Point-per-instance localization data:
Content starts

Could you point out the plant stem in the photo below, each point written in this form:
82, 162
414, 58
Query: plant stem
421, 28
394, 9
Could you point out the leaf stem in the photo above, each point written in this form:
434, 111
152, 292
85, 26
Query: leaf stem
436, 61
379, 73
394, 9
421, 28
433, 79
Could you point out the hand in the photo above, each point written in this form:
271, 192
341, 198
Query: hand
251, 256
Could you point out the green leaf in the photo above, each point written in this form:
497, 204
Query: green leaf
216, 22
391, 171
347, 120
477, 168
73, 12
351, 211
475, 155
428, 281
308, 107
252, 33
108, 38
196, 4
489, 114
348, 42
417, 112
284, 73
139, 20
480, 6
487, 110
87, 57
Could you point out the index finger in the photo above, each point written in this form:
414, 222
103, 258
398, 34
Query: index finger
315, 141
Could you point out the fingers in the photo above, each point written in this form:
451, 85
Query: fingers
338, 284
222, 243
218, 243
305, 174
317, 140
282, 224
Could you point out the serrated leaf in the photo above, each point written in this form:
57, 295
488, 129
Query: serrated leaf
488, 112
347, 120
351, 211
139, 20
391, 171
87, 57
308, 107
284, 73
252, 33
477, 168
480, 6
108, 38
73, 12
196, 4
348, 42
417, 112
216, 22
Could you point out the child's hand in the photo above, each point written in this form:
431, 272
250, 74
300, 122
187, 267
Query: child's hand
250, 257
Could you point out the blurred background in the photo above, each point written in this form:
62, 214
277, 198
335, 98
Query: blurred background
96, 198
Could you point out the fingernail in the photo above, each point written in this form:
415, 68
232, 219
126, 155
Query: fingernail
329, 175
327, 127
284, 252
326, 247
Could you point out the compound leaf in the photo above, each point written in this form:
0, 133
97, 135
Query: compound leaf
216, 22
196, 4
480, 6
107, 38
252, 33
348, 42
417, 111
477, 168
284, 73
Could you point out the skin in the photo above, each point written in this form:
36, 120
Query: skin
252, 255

Content ends

▸ ASSIGNMENT: Produce a verbatim copy of each record above.

▸ RESPONSE BELOW:
Could you point out the plant stem in the photo below, each point written in this form:
82, 162
414, 58
Query: plant stem
421, 28
394, 9
Could you point out the leaf stem in the photo above, each point written in this form:
434, 111
152, 292
85, 26
Query: leaf stem
436, 61
379, 73
394, 9
421, 28
433, 79
Could you point out the hand in the photo above, each point written in this form:
271, 192
341, 198
Query: hand
251, 256
Could you point out the green leaf in the photo above, each point written in this form:
497, 204
Query: green leaf
216, 22
391, 171
347, 120
477, 168
73, 12
351, 211
475, 155
428, 281
308, 107
252, 33
108, 38
196, 4
489, 114
348, 42
417, 112
284, 73
139, 20
480, 6
487, 110
87, 57
Could you point out the index finger in the photo above, each point written in this form:
414, 222
103, 258
398, 34
Query: index finger
315, 141
Could you point out the fingers in the photo above, each point written in this form:
451, 85
Query: fingers
338, 284
222, 243
218, 243
305, 174
317, 140
282, 224
Could you point out the serrated leaf in the photo above, each point written in this form:
57, 295
488, 129
Query: serrated leaf
488, 112
347, 120
351, 211
139, 20
391, 171
87, 57
308, 107
284, 73
252, 33
477, 168
480, 6
108, 38
73, 12
196, 4
348, 42
417, 112
216, 22
Could you point out the child's hand in the photo above, each point written in this form:
431, 272
250, 74
300, 122
187, 267
Query: child's hand
250, 257
Could you point out the blurred background in the photo above, each point written in this form:
62, 214
277, 198
335, 98
Query: blurred background
96, 198
Could you point out the fingernail in the photo above, each point written in this form:
415, 68
232, 219
126, 155
Query: fingernail
329, 175
327, 127
284, 252
326, 247
Could you point out the compound leaf in the photo above, each point written in this form:
0, 133
97, 135
Query: compound leaf
216, 22
196, 4
480, 6
107, 38
252, 33
348, 42
417, 111
477, 168
284, 73
Could you point out the skin in the photo above, each point written in this form:
36, 120
Query: skin
252, 255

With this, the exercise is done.